> GOAL
Copy out, exactly as written, only the line containing "Reviewer note: every instance of the black boot" and the lines after it through the end of the records.

· · · · ·

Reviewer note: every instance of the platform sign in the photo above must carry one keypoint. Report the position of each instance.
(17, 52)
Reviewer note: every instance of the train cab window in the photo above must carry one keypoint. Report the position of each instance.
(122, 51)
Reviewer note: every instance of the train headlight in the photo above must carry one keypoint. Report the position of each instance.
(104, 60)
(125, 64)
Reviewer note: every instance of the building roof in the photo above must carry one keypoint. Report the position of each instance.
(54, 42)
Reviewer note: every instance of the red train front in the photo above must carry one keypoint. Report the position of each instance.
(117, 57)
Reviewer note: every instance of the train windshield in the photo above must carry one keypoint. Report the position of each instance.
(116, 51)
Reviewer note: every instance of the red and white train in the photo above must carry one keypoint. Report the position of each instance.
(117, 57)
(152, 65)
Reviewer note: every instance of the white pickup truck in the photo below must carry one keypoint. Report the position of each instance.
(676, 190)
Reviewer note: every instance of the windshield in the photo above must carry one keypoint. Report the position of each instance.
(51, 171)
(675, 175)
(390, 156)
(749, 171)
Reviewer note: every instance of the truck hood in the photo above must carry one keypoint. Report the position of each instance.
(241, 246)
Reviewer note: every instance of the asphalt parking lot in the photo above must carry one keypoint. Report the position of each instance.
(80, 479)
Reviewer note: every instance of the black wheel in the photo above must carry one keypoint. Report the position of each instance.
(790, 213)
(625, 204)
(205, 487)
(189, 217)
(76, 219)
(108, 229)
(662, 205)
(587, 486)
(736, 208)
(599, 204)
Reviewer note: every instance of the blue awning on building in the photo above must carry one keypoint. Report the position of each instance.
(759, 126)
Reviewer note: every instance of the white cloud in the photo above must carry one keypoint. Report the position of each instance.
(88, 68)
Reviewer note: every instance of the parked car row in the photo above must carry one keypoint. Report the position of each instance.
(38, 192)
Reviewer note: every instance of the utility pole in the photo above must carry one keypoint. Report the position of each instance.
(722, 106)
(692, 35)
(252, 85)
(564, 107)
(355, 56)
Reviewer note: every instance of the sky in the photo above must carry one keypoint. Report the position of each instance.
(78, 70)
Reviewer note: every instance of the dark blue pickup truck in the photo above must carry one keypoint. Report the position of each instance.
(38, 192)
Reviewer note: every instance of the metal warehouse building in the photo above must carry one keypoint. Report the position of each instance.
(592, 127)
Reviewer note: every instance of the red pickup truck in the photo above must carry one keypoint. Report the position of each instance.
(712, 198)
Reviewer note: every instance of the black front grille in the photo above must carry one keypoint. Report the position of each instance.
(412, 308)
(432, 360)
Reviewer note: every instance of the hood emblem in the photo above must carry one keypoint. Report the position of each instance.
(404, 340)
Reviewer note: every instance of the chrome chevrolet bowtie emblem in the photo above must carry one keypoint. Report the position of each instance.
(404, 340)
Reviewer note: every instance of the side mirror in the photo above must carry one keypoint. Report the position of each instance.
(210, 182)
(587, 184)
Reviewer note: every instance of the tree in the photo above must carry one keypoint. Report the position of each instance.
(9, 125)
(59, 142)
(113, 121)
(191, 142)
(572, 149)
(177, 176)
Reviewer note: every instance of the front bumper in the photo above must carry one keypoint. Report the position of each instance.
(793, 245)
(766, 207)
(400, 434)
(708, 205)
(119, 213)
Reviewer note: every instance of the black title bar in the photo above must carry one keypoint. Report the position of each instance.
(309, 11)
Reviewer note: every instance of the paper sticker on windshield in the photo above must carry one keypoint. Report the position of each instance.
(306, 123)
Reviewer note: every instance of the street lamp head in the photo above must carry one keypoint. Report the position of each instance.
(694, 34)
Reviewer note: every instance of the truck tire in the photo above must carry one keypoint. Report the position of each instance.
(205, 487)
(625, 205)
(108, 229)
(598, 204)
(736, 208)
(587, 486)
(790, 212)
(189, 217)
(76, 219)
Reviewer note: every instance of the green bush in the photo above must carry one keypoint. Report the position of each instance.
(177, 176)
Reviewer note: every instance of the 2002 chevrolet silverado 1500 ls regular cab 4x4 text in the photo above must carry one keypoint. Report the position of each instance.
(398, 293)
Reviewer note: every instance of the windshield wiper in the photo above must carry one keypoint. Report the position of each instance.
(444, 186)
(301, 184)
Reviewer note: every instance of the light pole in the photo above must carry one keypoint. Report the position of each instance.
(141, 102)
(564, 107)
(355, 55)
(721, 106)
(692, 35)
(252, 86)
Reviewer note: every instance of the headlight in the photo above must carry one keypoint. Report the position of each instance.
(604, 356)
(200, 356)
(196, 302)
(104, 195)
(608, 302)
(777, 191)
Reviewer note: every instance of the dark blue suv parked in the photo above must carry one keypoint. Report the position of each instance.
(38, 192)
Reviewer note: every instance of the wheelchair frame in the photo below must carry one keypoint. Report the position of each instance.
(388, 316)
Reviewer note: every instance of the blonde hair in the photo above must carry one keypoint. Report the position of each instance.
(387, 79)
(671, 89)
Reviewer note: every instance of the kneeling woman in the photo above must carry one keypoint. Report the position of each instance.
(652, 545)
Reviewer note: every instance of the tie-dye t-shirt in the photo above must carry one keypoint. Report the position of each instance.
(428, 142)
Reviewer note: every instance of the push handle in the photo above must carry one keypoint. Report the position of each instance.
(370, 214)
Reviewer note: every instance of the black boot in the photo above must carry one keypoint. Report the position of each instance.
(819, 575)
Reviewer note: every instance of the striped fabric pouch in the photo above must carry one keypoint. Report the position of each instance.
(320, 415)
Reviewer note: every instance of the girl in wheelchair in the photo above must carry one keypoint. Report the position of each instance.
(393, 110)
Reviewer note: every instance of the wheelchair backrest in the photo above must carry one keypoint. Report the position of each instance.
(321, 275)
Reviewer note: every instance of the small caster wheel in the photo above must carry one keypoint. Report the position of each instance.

· · · · ·

> EXERCISE RESULT
Reviewer note: every instance of the black boot in the photo above must carry one keypoint. Report the position of each instance.
(819, 575)
Reviewer note: every instance of the striped fabric pouch in the photo above must carry one keypoint. Report the position of each instance.
(320, 415)
Reviewer note: every instance of the girl in wheelchair in the photo above must carry one keypoint. Report the position of each instance.
(393, 110)
Reviewer note: every instance of the wheelchair backrest in the photo above must carry one keypoint. Report the position of each instance.
(321, 275)
Reviewer note: every instance of the small caster wheel in the photo above must carry one keypoint. Report the position of each instance.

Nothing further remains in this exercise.